Where the lines below hold images, skip those and copy every word exactly.
═════ MATERIAL PROVIDED ═════
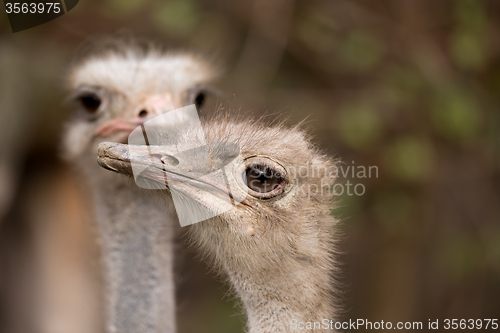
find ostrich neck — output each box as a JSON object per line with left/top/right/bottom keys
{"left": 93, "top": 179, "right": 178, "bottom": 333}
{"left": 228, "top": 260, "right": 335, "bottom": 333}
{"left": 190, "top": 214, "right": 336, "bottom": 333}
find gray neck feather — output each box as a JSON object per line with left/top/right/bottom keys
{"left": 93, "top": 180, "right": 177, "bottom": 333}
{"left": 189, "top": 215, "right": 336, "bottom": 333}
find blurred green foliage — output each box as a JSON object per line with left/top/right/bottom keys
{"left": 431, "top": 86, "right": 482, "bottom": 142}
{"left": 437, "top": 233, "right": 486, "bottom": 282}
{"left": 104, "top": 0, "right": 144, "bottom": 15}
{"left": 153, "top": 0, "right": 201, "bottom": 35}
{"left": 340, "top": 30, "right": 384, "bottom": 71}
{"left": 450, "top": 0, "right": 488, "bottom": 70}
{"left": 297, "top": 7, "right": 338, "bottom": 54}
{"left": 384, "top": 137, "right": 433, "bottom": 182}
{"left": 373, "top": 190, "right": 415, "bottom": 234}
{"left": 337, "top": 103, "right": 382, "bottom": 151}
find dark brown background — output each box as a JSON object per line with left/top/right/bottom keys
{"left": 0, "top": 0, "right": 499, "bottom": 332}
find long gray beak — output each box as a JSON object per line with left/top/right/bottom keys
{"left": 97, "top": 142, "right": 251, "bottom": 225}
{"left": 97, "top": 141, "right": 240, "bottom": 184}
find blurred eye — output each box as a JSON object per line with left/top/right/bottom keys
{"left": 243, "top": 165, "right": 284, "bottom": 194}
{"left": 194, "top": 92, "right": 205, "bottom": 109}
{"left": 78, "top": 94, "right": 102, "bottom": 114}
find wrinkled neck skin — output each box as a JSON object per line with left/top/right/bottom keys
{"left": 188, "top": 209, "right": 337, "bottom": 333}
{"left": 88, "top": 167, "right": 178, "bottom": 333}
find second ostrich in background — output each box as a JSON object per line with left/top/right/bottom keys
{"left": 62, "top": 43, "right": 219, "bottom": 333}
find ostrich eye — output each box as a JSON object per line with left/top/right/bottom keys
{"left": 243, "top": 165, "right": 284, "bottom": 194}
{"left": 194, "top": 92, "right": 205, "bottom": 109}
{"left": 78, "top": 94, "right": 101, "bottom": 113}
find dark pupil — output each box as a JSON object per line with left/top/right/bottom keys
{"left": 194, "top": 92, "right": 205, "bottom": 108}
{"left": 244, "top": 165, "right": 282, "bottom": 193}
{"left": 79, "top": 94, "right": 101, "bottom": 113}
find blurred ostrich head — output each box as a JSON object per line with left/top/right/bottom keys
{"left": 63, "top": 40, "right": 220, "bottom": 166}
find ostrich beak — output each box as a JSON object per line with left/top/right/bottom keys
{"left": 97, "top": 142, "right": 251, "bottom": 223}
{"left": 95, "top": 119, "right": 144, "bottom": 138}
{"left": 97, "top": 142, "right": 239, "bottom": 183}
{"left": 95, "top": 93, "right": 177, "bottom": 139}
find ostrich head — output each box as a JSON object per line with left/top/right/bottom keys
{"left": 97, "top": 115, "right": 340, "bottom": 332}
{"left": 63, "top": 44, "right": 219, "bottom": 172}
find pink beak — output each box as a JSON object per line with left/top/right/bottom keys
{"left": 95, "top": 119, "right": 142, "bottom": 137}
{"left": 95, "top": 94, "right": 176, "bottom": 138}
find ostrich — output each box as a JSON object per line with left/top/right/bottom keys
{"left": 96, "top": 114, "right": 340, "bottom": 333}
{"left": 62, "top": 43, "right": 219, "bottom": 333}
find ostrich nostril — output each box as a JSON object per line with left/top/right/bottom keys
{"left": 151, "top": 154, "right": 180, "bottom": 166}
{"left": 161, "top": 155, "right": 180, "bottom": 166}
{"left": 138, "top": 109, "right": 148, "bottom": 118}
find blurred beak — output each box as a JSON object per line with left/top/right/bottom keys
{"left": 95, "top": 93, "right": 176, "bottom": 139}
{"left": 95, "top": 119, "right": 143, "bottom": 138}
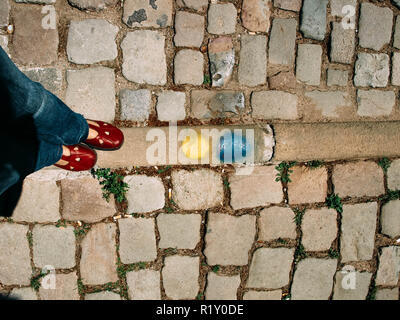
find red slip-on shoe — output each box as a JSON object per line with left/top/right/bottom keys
═════
* ANSWER BELOW:
find ostrich neck — output each box as a JSON object per line with left/top/right/bottom keys
{"left": 93, "top": 179, "right": 178, "bottom": 333}
{"left": 228, "top": 260, "right": 335, "bottom": 333}
{"left": 190, "top": 214, "right": 336, "bottom": 333}
find gray neck feather — output each box as a JSON object per line with left/top/right/bottom keys
{"left": 93, "top": 180, "right": 177, "bottom": 333}
{"left": 189, "top": 215, "right": 336, "bottom": 333}
find blurred green foliage — output each box as a JSON object per line with left/top/right/bottom keys
{"left": 431, "top": 86, "right": 482, "bottom": 142}
{"left": 437, "top": 233, "right": 486, "bottom": 282}
{"left": 104, "top": 0, "right": 144, "bottom": 15}
{"left": 153, "top": 0, "right": 201, "bottom": 35}
{"left": 340, "top": 30, "right": 384, "bottom": 71}
{"left": 450, "top": 0, "right": 488, "bottom": 70}
{"left": 297, "top": 7, "right": 338, "bottom": 54}
{"left": 384, "top": 137, "right": 433, "bottom": 182}
{"left": 373, "top": 190, "right": 415, "bottom": 234}
{"left": 337, "top": 103, "right": 382, "bottom": 151}
find dark brown background — output each box as a JSON object per line with left/top/right/bottom keys
{"left": 0, "top": 0, "right": 499, "bottom": 332}
find long gray beak — output each box as a JSON object per line with left/top/right/bottom keys
{"left": 97, "top": 142, "right": 251, "bottom": 225}
{"left": 97, "top": 141, "right": 240, "bottom": 184}
find blurred eye — output each box as a JSON object per line with left/top/right/bottom keys
{"left": 243, "top": 165, "right": 284, "bottom": 194}
{"left": 194, "top": 92, "right": 205, "bottom": 109}
{"left": 78, "top": 94, "right": 102, "bottom": 114}
find wrinkled neck skin — output each box as a JSON object per line with left/top/right/bottom keys
{"left": 188, "top": 209, "right": 337, "bottom": 333}
{"left": 88, "top": 167, "right": 178, "bottom": 333}
find second ostrich in background — output each box as a JSON object per line with left/top/right/bottom keys
{"left": 62, "top": 43, "right": 219, "bottom": 333}
find ostrich eye — output each box as a JSON object per line with left/top/right/bottom keys
{"left": 243, "top": 165, "right": 284, "bottom": 194}
{"left": 194, "top": 92, "right": 205, "bottom": 109}
{"left": 78, "top": 94, "right": 101, "bottom": 113}
find dark pupil — output each box as a JSON object per line with left/top/right/bottom keys
{"left": 194, "top": 92, "right": 205, "bottom": 108}
{"left": 244, "top": 165, "right": 282, "bottom": 193}
{"left": 79, "top": 94, "right": 101, "bottom": 113}
find blurred ostrich head — output each box as a JSON object per line with left/top/right/bottom keys
{"left": 63, "top": 40, "right": 220, "bottom": 166}
find ostrich beak — output each box as a JSON object per line with left/top/right/bottom keys
{"left": 97, "top": 142, "right": 251, "bottom": 223}
{"left": 95, "top": 119, "right": 144, "bottom": 138}
{"left": 97, "top": 142, "right": 239, "bottom": 183}
{"left": 95, "top": 93, "right": 177, "bottom": 139}
find ostrich head — output each box as a JSON object per line with left/top/right/bottom keys
{"left": 97, "top": 115, "right": 340, "bottom": 332}
{"left": 63, "top": 44, "right": 219, "bottom": 172}
find pink beak — output each box as a JSON object per line with left/top/right/bottom keys
{"left": 95, "top": 119, "right": 142, "bottom": 137}
{"left": 95, "top": 94, "right": 176, "bottom": 138}
find ostrich — output each box as a JSON object per line with left/top/right/bottom keys
{"left": 96, "top": 114, "right": 340, "bottom": 333}
{"left": 62, "top": 43, "right": 219, "bottom": 333}
find ostrich nostril — output each box as a JSON object per line with left/top/right/bottom keys
{"left": 151, "top": 154, "right": 180, "bottom": 166}
{"left": 161, "top": 155, "right": 180, "bottom": 166}
{"left": 138, "top": 109, "right": 148, "bottom": 118}
find blurred beak — output each box as a JSON object per line with left/top/right/bottom keys
{"left": 95, "top": 93, "right": 176, "bottom": 139}
{"left": 95, "top": 119, "right": 143, "bottom": 138}
find red slip-on shoe — output each box as a JSON object per line with left/top/right/bottom keys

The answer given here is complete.